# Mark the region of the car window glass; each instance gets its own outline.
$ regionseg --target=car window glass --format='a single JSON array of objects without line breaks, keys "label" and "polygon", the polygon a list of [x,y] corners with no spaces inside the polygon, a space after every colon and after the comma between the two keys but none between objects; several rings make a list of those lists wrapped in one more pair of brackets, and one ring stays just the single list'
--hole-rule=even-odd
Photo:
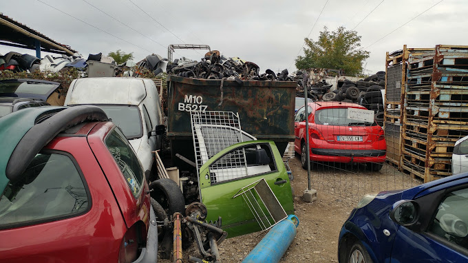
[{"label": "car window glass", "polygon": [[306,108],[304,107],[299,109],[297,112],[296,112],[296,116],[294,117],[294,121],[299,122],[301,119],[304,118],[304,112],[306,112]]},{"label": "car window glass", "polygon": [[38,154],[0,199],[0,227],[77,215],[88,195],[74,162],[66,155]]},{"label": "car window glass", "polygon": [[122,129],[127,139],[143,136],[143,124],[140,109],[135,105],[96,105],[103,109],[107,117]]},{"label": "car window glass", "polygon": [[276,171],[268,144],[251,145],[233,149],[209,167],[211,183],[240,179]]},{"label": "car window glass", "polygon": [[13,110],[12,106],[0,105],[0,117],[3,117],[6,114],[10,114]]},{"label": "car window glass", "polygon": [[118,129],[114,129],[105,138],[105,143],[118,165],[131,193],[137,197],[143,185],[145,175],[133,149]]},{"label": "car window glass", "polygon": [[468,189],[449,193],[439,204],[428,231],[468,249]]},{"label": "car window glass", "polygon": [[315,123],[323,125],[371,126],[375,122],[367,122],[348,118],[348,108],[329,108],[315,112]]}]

- _WHAT YOU NEED TO DO_: Format every line of the data above as a numbered list, omitting blank lines and leaving the pictures out.

- _RESULT FOR THIS EXERCISE_:
1. # Mark the region of the car window glass; each instance gets its own outline.
2. $ regionseg --target=car window glass --format='a single JSON array of objects without line breaks, keys "label" and "polygon", the polygon a list of [x,y] corners with no spaces inside the polygon, a space after every colon and after the comma between the two keys but none between objects; several rings make a list of those lists wrapped in one more pair of brackets, and one ring stays just the single list'
3. --hole-rule=even-odd
4. Photo:
5. [{"label": "car window glass", "polygon": [[306,108],[304,107],[299,109],[297,112],[296,112],[296,116],[294,117],[294,121],[299,122],[301,119],[304,118],[304,112],[306,112]]},{"label": "car window glass", "polygon": [[38,154],[0,199],[0,227],[77,215],[88,195],[74,162],[66,155]]},{"label": "car window glass", "polygon": [[122,129],[127,139],[143,136],[143,124],[140,109],[135,105],[96,105],[103,109],[107,117]]},{"label": "car window glass", "polygon": [[276,171],[268,144],[251,145],[233,149],[209,167],[211,183],[240,179]]},{"label": "car window glass", "polygon": [[13,110],[12,106],[0,105],[0,117],[3,117],[6,114],[10,114]]},{"label": "car window glass", "polygon": [[118,129],[114,129],[105,138],[105,143],[118,165],[131,193],[137,197],[143,185],[145,175],[133,149]]},{"label": "car window glass", "polygon": [[468,189],[449,193],[439,204],[428,231],[468,249]]},{"label": "car window glass", "polygon": [[315,123],[323,125],[371,126],[375,122],[367,122],[348,118],[348,108],[329,108],[315,112]]}]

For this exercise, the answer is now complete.